EXERCISE TEXT
BEGIN

The $25 million change is too small to matter on its own. The more relevant signal is that demand for the facility remains close to zero after it once absorbed trillions of dollars in excess liquidity.
ON RRP usage remained near zero on most trading days, with temporary spikes of approximately $24 billion in May and $26 billion around the end of June.
The supplied chart shows several brief increases, but none developed into a sustained rise. Usage moved above $10 billion on only a handful of days and quickly returned to minimal levels. The pattern points to calendar-driven demand around reporting dates rather than a renewed buildup of idle cash.
The Facility Still Offers 3.50%, but Demand Has Disappeared
Through the ON RRP facility, approved institutions place cash with the Fed overnight and receive Treasury securities as collateral. Eligible counterparties include primary dealers, banks, money market funds and government-sponsored enterprises.
The current offering rate is 3.50%, while each counterparty may submit up to $160 billion. Operations are conducted every business day from 12:45 p.m. to 1:15 p.m. Eastern Time.
The facility offers a 3.50% overnight rate, accepts U.S. Treasuries as collateral and allows bids of up to $160 billion per counterparty.
The contrast between the $160 billion individual limit and the latest $100 million total shows that capacity is not the issue. Participants are choosing other short-term instruments.
Treasury bills and private repo transactions can offer competitive returns without requiring investors to leave cash at the central bank. Increased bill supply has also given money market funds more options than they had when ON RRP balances were at their peak.
A 20% Drop That Says Very Little
The decline from $125 million to $100 million equals 20%, but percentage changes become misleading when the underlying balance is already negligible. Both operations involved a single counterparty. The movement may therefore reflect one institution adjusting its position rather than a change in system-wide liquidity. The chart provides the more useful context. Daily balances have repeatedly returned to levels close to zero even after short-lived spikes. The facility is no longer serving as a large pool of excess cash.

END

(Records from a data source)
BEGIN

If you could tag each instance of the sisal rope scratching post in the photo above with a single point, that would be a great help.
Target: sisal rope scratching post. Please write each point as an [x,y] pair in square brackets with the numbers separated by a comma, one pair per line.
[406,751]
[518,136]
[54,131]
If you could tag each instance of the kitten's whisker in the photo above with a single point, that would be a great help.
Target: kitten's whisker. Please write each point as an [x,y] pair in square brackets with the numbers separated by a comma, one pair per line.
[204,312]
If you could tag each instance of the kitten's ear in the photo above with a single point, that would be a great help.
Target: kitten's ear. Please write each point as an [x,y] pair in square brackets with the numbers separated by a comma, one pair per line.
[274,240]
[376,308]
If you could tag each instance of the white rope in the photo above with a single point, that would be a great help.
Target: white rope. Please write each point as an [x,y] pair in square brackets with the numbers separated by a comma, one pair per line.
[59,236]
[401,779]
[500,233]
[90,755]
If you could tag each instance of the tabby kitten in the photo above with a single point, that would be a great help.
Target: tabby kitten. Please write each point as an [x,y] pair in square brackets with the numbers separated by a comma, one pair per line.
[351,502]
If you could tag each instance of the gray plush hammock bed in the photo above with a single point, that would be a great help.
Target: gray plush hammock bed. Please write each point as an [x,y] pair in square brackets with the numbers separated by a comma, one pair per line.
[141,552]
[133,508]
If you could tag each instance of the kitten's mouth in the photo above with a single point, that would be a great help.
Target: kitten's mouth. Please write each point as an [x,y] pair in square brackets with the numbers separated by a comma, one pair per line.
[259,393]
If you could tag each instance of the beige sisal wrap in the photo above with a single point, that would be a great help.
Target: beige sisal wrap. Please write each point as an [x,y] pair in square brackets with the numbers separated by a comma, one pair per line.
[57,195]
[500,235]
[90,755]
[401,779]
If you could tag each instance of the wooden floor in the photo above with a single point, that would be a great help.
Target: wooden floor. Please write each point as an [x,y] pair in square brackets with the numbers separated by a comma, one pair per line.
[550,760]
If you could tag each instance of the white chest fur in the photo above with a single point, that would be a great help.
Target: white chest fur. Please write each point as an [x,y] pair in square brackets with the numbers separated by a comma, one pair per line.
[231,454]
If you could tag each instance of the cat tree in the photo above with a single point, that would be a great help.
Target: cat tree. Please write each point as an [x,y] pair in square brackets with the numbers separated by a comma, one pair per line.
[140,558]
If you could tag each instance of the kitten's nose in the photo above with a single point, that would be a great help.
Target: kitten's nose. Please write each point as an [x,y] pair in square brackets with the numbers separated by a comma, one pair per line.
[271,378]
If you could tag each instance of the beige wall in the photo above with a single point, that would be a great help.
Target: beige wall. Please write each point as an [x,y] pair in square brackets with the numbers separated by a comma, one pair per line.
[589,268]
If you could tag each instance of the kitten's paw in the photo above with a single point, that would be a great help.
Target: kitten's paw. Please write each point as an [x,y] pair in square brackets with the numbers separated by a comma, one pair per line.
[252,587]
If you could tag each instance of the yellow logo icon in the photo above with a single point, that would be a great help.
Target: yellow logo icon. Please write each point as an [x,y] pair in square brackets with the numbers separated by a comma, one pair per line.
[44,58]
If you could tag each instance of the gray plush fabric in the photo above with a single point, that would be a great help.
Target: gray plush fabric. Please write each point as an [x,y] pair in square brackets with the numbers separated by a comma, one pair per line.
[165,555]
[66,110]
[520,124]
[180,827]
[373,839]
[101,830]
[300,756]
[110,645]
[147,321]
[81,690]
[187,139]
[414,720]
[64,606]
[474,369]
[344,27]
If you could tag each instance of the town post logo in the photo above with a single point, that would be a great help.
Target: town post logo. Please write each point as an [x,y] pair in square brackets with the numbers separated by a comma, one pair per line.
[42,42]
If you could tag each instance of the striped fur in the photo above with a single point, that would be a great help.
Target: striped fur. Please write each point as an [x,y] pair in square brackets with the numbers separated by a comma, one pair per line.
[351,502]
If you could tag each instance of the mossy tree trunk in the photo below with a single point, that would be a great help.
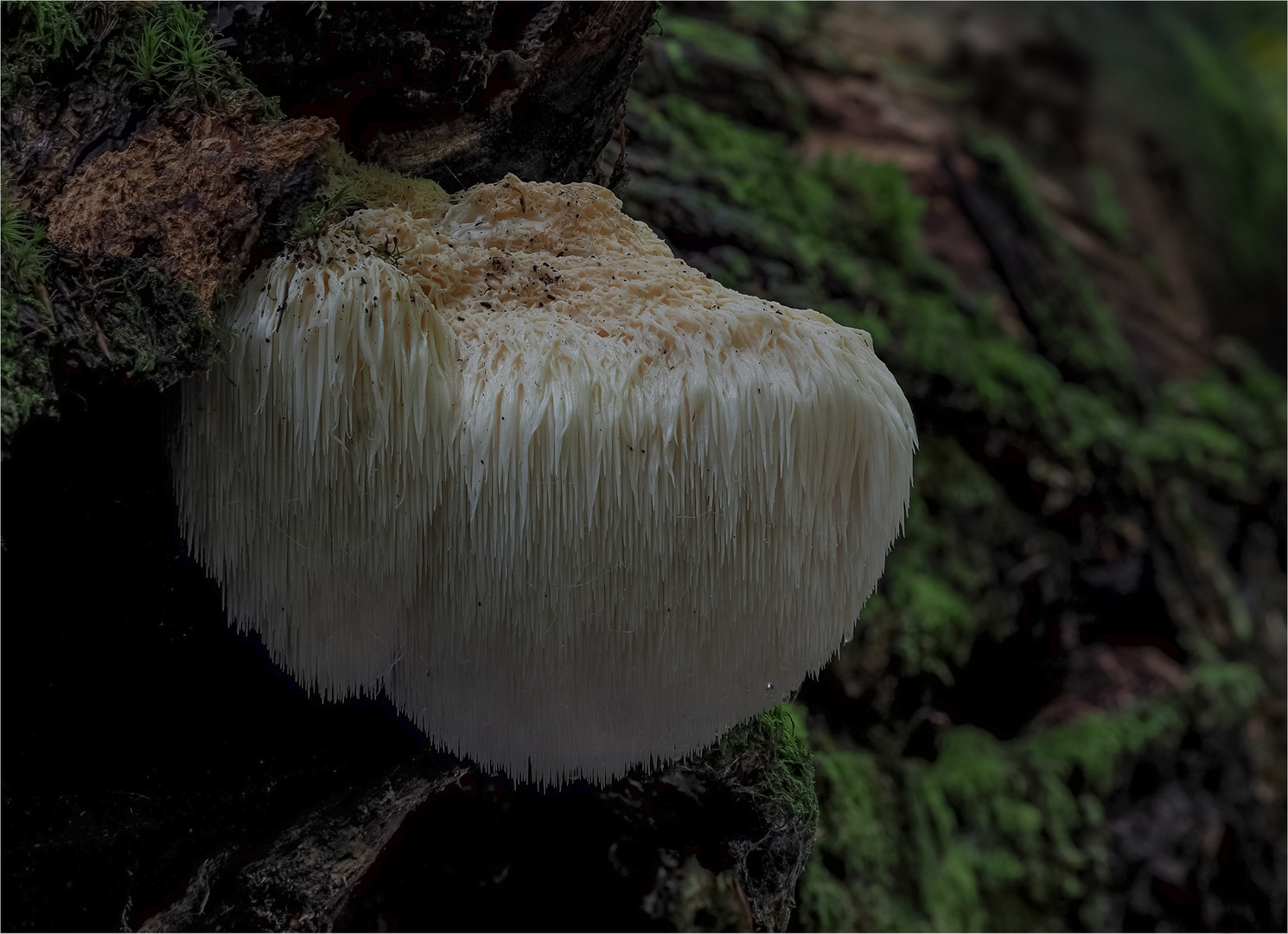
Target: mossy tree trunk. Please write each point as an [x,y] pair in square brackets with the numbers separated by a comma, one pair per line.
[1078,646]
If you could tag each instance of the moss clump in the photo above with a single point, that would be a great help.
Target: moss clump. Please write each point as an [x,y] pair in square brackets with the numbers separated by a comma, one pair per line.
[163,50]
[1033,454]
[767,767]
[26,320]
[775,747]
[992,835]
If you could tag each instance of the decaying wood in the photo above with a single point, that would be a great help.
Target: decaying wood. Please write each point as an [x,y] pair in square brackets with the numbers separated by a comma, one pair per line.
[305,876]
[460,93]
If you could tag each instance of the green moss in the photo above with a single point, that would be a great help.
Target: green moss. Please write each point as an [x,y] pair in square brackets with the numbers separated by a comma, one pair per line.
[844,234]
[165,50]
[775,749]
[1106,208]
[26,386]
[990,836]
[712,39]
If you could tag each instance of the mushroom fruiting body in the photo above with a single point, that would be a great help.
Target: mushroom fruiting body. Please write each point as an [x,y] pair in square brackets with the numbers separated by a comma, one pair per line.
[568,502]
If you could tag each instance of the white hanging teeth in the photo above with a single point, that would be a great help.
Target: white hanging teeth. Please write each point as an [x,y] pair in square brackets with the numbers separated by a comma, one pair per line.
[570,502]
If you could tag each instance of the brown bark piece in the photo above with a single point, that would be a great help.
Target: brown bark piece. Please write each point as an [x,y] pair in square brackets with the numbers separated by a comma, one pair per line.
[309,873]
[197,205]
[456,92]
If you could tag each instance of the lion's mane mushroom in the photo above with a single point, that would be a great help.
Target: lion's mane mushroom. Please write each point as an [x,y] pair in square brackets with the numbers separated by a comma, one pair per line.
[571,502]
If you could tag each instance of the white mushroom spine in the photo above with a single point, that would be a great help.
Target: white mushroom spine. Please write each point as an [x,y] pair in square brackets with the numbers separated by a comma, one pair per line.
[571,504]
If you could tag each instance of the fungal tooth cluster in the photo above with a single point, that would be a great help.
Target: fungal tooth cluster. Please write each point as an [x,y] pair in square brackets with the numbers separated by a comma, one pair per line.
[565,500]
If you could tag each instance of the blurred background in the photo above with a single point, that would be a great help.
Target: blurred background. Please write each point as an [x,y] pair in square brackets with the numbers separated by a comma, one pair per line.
[1064,226]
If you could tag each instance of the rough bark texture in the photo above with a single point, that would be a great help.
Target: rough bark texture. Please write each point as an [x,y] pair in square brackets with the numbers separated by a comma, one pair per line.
[312,870]
[1062,709]
[196,202]
[462,93]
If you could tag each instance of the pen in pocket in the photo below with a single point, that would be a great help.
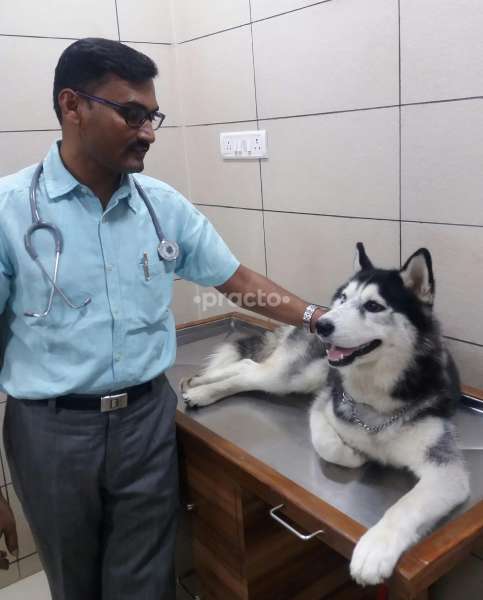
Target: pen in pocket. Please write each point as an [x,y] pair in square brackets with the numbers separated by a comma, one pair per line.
[147,277]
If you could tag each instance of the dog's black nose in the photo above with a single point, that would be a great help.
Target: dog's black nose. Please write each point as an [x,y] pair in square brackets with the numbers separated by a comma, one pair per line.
[324,327]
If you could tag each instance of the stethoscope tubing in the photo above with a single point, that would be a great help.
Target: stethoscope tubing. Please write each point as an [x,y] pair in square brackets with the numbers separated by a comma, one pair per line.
[166,250]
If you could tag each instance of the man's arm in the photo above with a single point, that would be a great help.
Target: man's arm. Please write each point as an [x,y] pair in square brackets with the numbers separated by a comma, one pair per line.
[256,292]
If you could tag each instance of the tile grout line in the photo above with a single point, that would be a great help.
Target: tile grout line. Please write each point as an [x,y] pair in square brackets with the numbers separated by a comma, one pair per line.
[117,21]
[258,127]
[400,133]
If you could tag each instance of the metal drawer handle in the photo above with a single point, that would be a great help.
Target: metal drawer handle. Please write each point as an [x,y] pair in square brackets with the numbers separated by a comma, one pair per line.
[290,528]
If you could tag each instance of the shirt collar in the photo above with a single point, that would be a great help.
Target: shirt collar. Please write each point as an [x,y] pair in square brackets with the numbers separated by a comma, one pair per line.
[59,181]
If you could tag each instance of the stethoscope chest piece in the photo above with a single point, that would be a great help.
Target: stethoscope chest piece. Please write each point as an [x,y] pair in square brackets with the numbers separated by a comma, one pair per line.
[168,250]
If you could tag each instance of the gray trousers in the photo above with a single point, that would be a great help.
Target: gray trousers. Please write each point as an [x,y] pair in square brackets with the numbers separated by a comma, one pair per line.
[100,492]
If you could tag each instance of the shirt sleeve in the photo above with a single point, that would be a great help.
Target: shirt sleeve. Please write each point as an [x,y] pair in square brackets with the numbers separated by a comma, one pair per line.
[5,274]
[204,258]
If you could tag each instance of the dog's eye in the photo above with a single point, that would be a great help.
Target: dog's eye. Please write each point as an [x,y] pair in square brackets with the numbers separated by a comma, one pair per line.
[373,306]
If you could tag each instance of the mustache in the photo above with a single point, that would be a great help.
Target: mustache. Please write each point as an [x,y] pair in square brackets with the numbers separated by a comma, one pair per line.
[139,147]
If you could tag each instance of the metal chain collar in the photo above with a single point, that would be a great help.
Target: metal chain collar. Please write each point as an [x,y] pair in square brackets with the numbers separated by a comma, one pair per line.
[355,418]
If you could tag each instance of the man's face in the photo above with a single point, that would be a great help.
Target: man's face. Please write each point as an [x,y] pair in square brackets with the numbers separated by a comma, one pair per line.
[104,135]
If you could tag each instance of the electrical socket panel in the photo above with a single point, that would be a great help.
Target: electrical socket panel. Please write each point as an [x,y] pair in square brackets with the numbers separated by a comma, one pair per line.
[244,145]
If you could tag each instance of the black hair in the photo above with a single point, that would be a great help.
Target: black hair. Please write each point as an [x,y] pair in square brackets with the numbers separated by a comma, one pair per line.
[87,62]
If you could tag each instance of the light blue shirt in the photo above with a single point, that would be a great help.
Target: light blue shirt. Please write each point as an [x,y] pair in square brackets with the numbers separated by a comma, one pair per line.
[126,335]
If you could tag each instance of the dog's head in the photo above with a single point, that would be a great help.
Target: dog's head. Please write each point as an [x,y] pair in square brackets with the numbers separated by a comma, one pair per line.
[378,310]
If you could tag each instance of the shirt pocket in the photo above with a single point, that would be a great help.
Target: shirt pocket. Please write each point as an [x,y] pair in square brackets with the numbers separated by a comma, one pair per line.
[153,288]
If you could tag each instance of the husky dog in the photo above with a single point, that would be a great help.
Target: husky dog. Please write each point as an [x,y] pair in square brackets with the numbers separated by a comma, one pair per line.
[385,388]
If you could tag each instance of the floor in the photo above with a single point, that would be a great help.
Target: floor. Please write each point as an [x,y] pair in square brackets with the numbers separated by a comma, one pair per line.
[34,587]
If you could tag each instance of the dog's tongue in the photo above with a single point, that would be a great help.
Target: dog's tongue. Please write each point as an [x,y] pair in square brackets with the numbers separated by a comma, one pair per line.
[337,353]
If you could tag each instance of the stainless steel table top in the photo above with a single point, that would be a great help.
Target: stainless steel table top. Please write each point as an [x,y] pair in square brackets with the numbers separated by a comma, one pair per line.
[276,431]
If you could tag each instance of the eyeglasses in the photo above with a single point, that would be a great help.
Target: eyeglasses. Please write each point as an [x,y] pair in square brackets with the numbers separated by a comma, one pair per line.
[135,116]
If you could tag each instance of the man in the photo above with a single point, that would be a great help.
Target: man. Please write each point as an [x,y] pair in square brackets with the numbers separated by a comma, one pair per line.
[89,427]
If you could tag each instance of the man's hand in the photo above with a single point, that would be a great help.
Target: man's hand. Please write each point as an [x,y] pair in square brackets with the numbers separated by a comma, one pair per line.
[7,527]
[256,292]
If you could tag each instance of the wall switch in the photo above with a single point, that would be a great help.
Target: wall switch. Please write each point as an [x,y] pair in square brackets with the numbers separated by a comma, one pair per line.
[243,145]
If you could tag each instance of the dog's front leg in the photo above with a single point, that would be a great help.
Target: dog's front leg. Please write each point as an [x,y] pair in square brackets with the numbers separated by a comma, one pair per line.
[327,442]
[440,489]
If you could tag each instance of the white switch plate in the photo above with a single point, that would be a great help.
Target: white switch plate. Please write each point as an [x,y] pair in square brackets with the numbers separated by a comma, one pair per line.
[244,144]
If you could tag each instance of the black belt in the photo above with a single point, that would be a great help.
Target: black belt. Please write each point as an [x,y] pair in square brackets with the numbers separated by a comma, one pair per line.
[106,403]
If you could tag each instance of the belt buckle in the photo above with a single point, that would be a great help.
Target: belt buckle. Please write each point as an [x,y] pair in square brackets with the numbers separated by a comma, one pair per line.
[113,402]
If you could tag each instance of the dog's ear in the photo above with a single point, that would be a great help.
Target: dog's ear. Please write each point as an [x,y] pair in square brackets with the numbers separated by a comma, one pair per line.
[417,275]
[361,260]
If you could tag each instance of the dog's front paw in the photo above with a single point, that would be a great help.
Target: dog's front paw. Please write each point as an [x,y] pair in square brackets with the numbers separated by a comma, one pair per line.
[185,384]
[197,396]
[375,555]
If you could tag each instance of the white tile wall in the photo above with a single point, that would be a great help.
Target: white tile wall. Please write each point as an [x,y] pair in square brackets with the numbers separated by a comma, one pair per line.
[312,255]
[20,149]
[217,181]
[57,18]
[458,264]
[185,306]
[442,157]
[145,20]
[216,75]
[469,359]
[441,49]
[268,8]
[243,232]
[166,159]
[341,164]
[332,56]
[27,75]
[194,18]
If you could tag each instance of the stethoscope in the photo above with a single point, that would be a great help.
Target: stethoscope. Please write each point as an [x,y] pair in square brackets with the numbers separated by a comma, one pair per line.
[166,250]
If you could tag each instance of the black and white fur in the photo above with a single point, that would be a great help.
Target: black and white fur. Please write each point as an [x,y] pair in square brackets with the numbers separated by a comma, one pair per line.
[378,357]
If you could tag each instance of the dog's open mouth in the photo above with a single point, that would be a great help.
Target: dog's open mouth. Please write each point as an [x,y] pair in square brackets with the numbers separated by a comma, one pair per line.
[339,356]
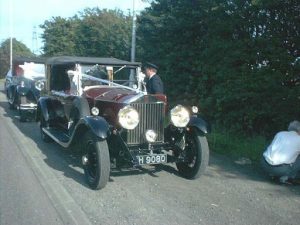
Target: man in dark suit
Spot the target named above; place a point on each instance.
(154, 84)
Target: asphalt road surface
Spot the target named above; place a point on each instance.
(42, 183)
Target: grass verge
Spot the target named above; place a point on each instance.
(236, 146)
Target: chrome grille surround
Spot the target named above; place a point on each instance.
(152, 117)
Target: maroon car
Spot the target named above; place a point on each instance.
(102, 104)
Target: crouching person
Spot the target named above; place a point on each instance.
(281, 159)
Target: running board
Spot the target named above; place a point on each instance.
(58, 136)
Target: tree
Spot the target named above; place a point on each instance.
(19, 49)
(230, 57)
(93, 32)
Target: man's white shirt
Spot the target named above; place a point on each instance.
(284, 148)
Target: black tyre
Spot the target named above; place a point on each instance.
(43, 124)
(22, 115)
(196, 157)
(96, 161)
(12, 100)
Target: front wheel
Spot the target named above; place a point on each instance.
(96, 161)
(44, 124)
(196, 155)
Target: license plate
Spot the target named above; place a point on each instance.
(152, 159)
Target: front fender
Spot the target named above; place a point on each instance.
(96, 124)
(200, 124)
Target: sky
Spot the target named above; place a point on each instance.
(27, 15)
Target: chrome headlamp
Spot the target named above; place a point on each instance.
(95, 111)
(180, 116)
(40, 85)
(22, 83)
(128, 117)
(151, 136)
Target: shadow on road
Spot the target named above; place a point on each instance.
(68, 161)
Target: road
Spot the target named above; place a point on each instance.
(42, 183)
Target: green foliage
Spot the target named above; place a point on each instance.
(94, 32)
(19, 49)
(237, 146)
(230, 57)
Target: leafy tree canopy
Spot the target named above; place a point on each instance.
(19, 49)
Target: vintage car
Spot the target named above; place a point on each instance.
(101, 104)
(23, 84)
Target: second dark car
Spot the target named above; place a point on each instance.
(23, 84)
(101, 104)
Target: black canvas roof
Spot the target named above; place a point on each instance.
(89, 60)
(22, 59)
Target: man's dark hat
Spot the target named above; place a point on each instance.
(150, 65)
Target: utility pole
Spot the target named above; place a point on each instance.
(10, 33)
(34, 40)
(133, 38)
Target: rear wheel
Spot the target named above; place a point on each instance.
(96, 161)
(196, 156)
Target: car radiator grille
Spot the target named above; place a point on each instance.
(151, 117)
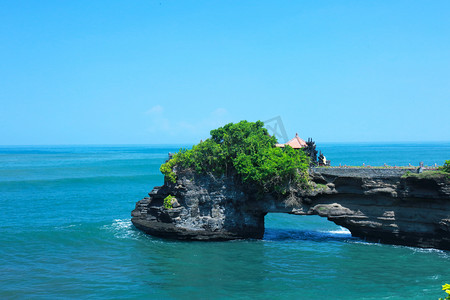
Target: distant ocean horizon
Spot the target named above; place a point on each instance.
(66, 233)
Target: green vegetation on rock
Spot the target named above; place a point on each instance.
(168, 202)
(442, 172)
(246, 149)
(445, 167)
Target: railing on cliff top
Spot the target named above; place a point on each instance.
(364, 166)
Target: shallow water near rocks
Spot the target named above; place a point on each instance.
(66, 233)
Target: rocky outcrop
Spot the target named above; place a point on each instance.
(374, 204)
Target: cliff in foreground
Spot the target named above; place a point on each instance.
(374, 204)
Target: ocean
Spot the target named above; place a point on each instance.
(65, 233)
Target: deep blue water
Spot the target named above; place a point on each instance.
(65, 232)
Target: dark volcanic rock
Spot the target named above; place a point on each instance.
(375, 204)
(210, 208)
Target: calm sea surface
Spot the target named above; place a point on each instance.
(65, 232)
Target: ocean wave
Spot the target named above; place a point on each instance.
(340, 232)
(122, 229)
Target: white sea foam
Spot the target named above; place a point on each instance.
(122, 229)
(341, 232)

END

PROBLEM SET
a) Check each statement below against the text on the ON RRP facility. Answer yes or no for each one and quote the words from the text that decide it.
(i) Each counterparty may submit up to $160 billion.
(ii) Operations run every business day from 12:45 p.m. to 1:45 p.m. Eastern Time.
(iii) Several counterparties took part in the two latest operations.
b) According to the text on the ON RRP facility, about how large was the temporary spike in usage around the end of June?
c) Continue the text on the ON RRP facility. Begin right after its final sentence.

RESPONSES BY ITEM NUMBER
a)
(i) Yes: "each counterparty may submit up to $160 billion"
(ii) No: "Operations are conducted every business day from 12:45 p.m. to 1:15 p.m. Eastern Time."
(iii) No: "Both operations involved a single counterparty."

b) Approximately $26 billion.

c)
The Liquidity Signal Has Moved Elsewhere
ON RRP balances were once a closely watched measure of how much surplus liquidity remained in the financial system. That role has weakened as cash migrated into Treasury bills, private repo markets and other short-term assets.
Analysts now need to place greater weight on:
- bank reserve balances;
- the Secured Overnight Financing Rate;
- Treasury bill yields and issuance;
- demand for the Fed’s standing repo facility.
These indicators are more likely to reveal tightening funding conditions than small changes in ON RRP usage.
Daily Operations Continue
The Fed continues to run the facility on every business day. The supplied 2026 calendar confirms scheduled operations throughout the year, including all listed dates from January through July.
The New York Fed continues to schedule regular ON RRP operations despite the sharp decline in participation.
The latest result does not point to funding stress or a policy shift. It shows that the reverse repo facility has largely finished absorbing the excess cash accumulated during the post-pandemic period. At $100 million, it remains operational but no longer plays a meaningful role as a liquidity reservoir.